[東京 14日 ロイター] – 日銀が「指し値オペ」を使って金利上昇を止めに来た。ウクライナ情勢の緊迫化もあり、円金利はいったん低下する見通しだ。しかし、世界的なインフレは加速しており、金利上昇圧力は下がりそうにない。オペで大量に国債を購入して金利上昇を抑えれば、金融緩和強化と受け止められ、円安が進む可能性もある。輸入インフレに拍車がかかれば消費者に不満が強まりかねない危険もはらむ。 

<異例の発表>

異例の発表だった。日銀は10日午後6時過ぎ、14日に10年債を対象に「指し値オペ」を実施すると発表した。前回3年半前のように取引時間中ではなく、日本の市場参加者がほとんどいなくなったような時間に、翌営業日の実施を発表したのは、足元の急激な金利上昇に対応したとの見方が市場では多い。

強い数字が出ると予想されていた1月の米消費者物価指数(CPI)を控え、日本の10年国債利回りの上昇は止まらず、10日夕方に、一時0.230%と、日銀がマイナス金利政策導入を決定する前となる2016年1月22日以来の高水準を付けた。

### [課題]
原文中の「ウクライナ情勢の緊迫化もあり、円金利はいったん低下する見通しだ。」という一文を英語に訳してください。

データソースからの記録
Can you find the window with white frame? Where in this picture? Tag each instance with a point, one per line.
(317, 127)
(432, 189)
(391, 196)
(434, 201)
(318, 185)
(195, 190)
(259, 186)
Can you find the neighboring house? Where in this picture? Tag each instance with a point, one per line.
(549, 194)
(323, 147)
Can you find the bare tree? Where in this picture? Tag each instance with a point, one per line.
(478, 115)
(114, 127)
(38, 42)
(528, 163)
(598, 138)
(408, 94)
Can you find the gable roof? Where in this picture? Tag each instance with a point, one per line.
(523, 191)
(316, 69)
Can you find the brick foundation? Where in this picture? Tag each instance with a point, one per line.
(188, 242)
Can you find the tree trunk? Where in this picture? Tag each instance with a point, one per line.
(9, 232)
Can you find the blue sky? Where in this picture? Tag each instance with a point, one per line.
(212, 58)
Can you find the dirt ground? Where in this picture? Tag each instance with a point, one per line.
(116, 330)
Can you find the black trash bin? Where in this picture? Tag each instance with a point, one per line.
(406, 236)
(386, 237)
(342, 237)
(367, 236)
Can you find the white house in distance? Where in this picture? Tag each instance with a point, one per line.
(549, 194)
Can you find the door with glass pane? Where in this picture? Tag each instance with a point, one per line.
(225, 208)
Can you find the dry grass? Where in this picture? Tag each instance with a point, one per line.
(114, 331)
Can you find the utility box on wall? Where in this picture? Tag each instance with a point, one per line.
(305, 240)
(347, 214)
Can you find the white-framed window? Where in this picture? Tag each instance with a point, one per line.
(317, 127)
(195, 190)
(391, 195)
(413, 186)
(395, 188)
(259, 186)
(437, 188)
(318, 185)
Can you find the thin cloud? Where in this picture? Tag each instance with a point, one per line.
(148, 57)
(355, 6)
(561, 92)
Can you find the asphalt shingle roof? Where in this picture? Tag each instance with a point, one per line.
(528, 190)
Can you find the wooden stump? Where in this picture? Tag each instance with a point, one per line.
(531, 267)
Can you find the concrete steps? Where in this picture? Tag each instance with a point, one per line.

### [正答]
With tensions over the situation in Ukraine also mounting, yen interest rates are expected to fall for the time being.